• **Activity**
Work through the data line by line, gathering every line that has the word "scoop".

Stored data entries
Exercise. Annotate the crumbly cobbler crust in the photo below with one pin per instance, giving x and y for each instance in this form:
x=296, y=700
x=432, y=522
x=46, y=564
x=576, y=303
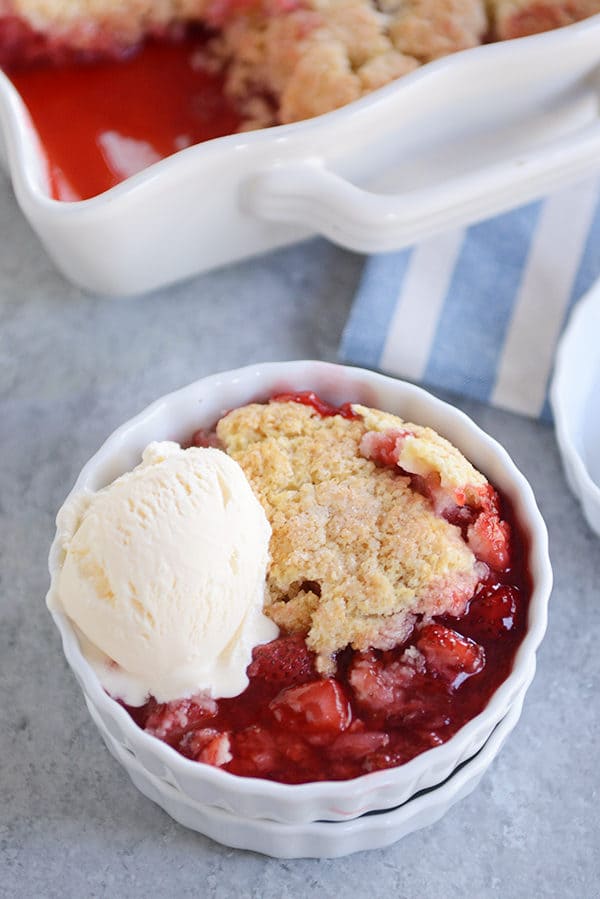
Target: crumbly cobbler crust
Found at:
x=288, y=60
x=356, y=552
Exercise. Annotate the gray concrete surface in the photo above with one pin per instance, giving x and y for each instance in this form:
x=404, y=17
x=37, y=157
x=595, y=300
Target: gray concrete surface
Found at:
x=72, y=367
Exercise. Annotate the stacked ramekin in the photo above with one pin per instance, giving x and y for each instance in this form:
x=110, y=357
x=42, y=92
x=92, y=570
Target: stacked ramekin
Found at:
x=325, y=818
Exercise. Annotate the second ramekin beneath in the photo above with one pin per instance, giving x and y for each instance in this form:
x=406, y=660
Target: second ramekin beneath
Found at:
x=175, y=417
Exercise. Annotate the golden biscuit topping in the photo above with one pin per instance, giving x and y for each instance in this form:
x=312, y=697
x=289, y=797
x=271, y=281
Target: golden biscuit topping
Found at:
x=356, y=552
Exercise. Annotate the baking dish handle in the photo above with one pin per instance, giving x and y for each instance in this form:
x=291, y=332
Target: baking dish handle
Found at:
x=307, y=193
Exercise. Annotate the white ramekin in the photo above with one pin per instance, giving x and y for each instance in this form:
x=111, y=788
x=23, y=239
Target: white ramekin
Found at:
x=458, y=140
x=575, y=398
x=179, y=414
x=323, y=839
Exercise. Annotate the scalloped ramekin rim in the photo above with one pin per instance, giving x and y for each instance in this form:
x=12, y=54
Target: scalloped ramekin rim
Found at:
x=21, y=133
x=567, y=353
x=539, y=567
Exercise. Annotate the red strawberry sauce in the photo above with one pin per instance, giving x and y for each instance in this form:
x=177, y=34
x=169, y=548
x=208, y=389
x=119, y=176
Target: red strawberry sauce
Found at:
x=381, y=709
x=101, y=122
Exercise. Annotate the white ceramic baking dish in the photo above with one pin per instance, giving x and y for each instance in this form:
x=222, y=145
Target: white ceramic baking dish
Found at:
x=176, y=417
x=456, y=141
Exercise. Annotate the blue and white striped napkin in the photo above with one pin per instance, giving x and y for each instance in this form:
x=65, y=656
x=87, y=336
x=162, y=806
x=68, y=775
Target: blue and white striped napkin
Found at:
x=478, y=311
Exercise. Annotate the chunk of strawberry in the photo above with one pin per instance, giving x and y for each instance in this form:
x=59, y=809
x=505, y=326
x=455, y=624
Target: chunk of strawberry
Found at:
x=284, y=661
x=383, y=447
x=493, y=611
x=489, y=539
x=358, y=745
x=319, y=707
x=169, y=721
x=449, y=654
x=254, y=751
x=207, y=745
x=380, y=687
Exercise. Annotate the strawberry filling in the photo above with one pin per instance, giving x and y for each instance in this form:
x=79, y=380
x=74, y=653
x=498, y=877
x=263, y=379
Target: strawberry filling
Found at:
x=382, y=708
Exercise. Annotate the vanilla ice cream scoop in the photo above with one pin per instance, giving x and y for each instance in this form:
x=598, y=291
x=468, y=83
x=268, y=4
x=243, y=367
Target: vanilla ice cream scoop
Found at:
x=163, y=573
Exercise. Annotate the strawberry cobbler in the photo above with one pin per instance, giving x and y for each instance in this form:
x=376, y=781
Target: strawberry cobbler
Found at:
x=398, y=582
x=281, y=60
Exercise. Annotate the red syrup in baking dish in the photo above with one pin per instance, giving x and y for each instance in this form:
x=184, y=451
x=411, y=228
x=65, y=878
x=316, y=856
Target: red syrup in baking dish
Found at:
x=100, y=122
x=382, y=708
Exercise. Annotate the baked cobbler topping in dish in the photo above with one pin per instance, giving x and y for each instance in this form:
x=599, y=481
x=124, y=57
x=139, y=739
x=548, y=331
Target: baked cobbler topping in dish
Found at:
x=250, y=63
x=357, y=552
x=397, y=578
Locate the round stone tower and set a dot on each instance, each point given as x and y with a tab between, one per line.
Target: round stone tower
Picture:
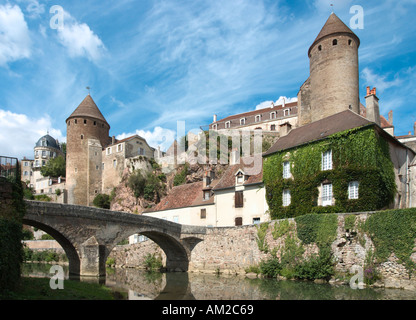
334	75
87	134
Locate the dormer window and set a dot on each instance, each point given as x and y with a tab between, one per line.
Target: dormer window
327	160
207	194
239	177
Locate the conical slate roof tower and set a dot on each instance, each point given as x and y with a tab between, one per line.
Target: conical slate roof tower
87	135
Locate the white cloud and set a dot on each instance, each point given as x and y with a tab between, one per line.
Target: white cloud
19	133
267	104
14	35
378	81
80	40
158	137
35	9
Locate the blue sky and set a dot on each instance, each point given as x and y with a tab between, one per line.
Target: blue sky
152	63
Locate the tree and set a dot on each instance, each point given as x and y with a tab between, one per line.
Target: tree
55	167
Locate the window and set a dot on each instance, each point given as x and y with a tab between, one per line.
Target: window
286	197
240	178
353	190
239	199
286	170
327	194
327	160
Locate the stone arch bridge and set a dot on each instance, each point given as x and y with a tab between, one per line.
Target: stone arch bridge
89	234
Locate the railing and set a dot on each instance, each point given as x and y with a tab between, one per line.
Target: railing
9	167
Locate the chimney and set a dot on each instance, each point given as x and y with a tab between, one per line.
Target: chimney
371	102
234	157
285	129
391	117
208	177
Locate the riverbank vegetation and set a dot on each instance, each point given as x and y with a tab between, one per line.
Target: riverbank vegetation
39	289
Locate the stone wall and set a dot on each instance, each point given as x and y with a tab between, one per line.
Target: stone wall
231	250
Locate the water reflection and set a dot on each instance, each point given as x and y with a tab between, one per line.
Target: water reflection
141	285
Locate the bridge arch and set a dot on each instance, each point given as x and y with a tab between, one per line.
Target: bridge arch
89	234
67	246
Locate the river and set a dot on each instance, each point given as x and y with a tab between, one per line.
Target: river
141	285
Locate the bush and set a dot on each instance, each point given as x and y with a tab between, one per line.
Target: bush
180	177
42	197
102	201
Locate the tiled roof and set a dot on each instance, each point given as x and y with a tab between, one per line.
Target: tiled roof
228	178
186	195
257	112
333	25
318	130
88	108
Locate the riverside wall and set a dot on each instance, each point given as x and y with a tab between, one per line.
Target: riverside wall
231	250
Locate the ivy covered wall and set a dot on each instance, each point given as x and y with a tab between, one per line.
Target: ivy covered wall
359	154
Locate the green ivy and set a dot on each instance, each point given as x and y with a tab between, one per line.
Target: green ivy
261	237
393	231
359	154
317	228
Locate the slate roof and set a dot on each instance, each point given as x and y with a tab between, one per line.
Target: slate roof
88	108
228	178
333	26
319	130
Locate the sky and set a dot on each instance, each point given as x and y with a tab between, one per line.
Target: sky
150	64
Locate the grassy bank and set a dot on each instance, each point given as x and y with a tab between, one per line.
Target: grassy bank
39	289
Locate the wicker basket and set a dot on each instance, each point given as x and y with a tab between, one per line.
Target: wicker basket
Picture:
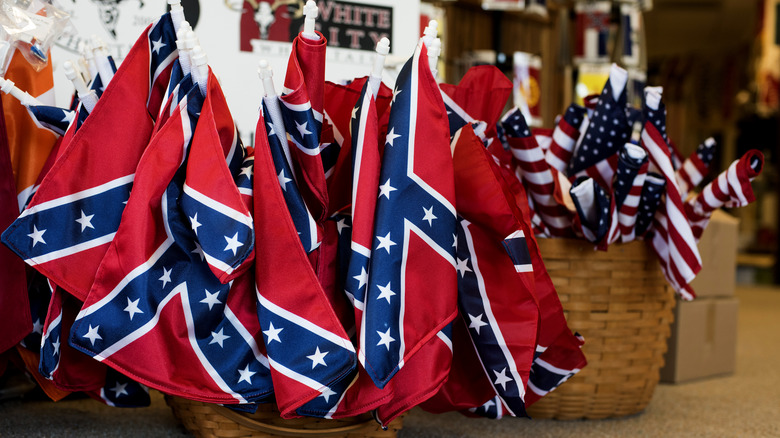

• **Solution below**
Exercise. Annotate the vanilla ice cream scoop in the photo above with one pin per instance, giving x and y for each instance in this form:
Target: vanilla ice cream scoop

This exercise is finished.